YOUR ASSIGNMENT >>
Every line of the material is to be given again exactly.
________________________
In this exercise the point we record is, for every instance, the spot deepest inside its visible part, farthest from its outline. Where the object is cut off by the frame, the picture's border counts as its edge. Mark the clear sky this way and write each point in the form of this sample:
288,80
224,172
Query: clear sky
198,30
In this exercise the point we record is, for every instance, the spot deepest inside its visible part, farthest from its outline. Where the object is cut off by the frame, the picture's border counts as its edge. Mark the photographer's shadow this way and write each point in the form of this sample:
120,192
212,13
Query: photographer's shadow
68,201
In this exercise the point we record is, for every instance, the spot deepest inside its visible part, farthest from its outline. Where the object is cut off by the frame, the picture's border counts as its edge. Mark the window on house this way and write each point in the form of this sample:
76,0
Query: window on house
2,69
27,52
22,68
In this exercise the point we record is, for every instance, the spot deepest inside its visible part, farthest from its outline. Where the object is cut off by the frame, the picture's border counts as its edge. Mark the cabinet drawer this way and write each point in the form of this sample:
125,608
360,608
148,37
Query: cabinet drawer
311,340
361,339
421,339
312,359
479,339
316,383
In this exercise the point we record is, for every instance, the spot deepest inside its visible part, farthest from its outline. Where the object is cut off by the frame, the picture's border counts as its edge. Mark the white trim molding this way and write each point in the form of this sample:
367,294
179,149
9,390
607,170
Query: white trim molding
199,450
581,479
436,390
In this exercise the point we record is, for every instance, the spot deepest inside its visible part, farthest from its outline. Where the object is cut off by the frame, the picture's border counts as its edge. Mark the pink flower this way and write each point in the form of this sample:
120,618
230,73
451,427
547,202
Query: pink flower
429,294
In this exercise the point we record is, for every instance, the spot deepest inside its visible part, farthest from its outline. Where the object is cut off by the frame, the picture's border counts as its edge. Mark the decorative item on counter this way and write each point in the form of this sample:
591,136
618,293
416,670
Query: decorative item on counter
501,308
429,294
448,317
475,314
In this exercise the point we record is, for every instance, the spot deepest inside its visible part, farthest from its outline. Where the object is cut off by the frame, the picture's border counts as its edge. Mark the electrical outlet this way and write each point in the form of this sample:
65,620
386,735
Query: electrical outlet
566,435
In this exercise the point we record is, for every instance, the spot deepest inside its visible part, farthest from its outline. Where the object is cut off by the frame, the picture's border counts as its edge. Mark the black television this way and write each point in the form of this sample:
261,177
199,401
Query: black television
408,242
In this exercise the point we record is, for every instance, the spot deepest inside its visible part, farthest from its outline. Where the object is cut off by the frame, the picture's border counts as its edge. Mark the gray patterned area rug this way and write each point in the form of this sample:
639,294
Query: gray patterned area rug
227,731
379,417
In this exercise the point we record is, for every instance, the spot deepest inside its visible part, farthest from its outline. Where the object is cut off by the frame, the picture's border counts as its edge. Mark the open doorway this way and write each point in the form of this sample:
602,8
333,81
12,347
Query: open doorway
________________________
REPLY >>
In this exercise the point we record is, for every instance, the spot deepest inside its visible part, farthest from its outline. Where the object is cut off by the frame, the picture's border counts as its edge. Mark the clear sky this way and write each point in the form of this sample:
288,80
224,172
Query: clear sky
198,30
In this exercise the point we record is, for every instance, the spot deepest inside its visible part, farthest from its outline. Where the object is cut off by the frame, the picture's border counts as its edge. Mark the photographer's shadow this way and write each point in the form of this sample:
120,192
212,13
Query: photographer's shadow
68,201
In this exercise the point we record is, for every instance, the spot deepest inside its visible part, farthest from its outline. Where the object is cut off by the frame, the picture's border counts as its edge. Mark the window on house this way and write each point in the form of this sample:
76,0
Query: window on house
2,69
27,52
22,68
In this exercise the point we record is, for every instance, the spot deepest inside its visible part, farthest from its outline. Where the object is cut off by the frame, the picture's border counts as its edge. Mark the cabinet drawer this way and write each point in the form of this sample:
125,608
360,608
148,37
Query: cabinet drawer
311,340
361,339
421,339
312,359
479,339
316,383
In this exercise the point we record is, for every instance, the spot deepest inside its visible part, farthest from its outline. Where the object is cut off by the frame, the picture's border counts as its edge. Mark the white trim molding this way and write each point in the form of this sample:
367,294
179,149
9,390
607,170
Query: white trim molding
199,450
581,479
436,390
In this exercise the point we record is, for every instance, the spot deepest inside its visible part, farthest from its outline. Where the object is cut off by the frame, the picture's border counts as its edge. Mark the pink flower this way and write each point in the form of this sample:
120,618
230,73
451,427
547,202
Query: pink flower
429,294
In this exercise the point we record is, for every instance, the spot deepest inside its visible part, farthest from its outline. Where the object is cut off by the frame, the picture's border counts as its edge. Mark the decorative item on counter this way and write each point in the form of this sample:
591,136
618,293
416,670
Query: decorative item on counter
501,308
429,294
448,317
475,314
In this exercise the point we record is, for every instance, the spot deepest inside its visible part, farthest from its outline. Where the object is cut off by the frame, the picture's border counts as its edge. Mark the electrical outlet this way and write each point in the form of this sample:
65,620
386,735
Query: electrical outlet
566,435
In this exercise the point we record is, for every instance, the spot deepest inside its visible part, farthest from its outline. Where the object is cut off by the frame, the picture's border counts as its edge. Mark the black television this way and write each point in the form of this sample:
261,177
199,401
Query: black television
408,242
In this exercise the point we record is, for every instance, the spot deepest inside its visible part, farthest from its outline. Where the object is cut off by the frame, the picture's border counts as its edge. Mark the gray patterned area rug this way and write each point in the form of this sample:
639,294
Query: gray patterned area rug
227,731
379,417
In this exercise the point we record is, for every instance, the spot deepest inside its visible part, farthest from its outline. Where the object is cut off by the frame, the picture's border counts as its edge. Mark the open doorway this way and write each point in the form of this sample:
602,8
333,81
12,347
Query: open doorway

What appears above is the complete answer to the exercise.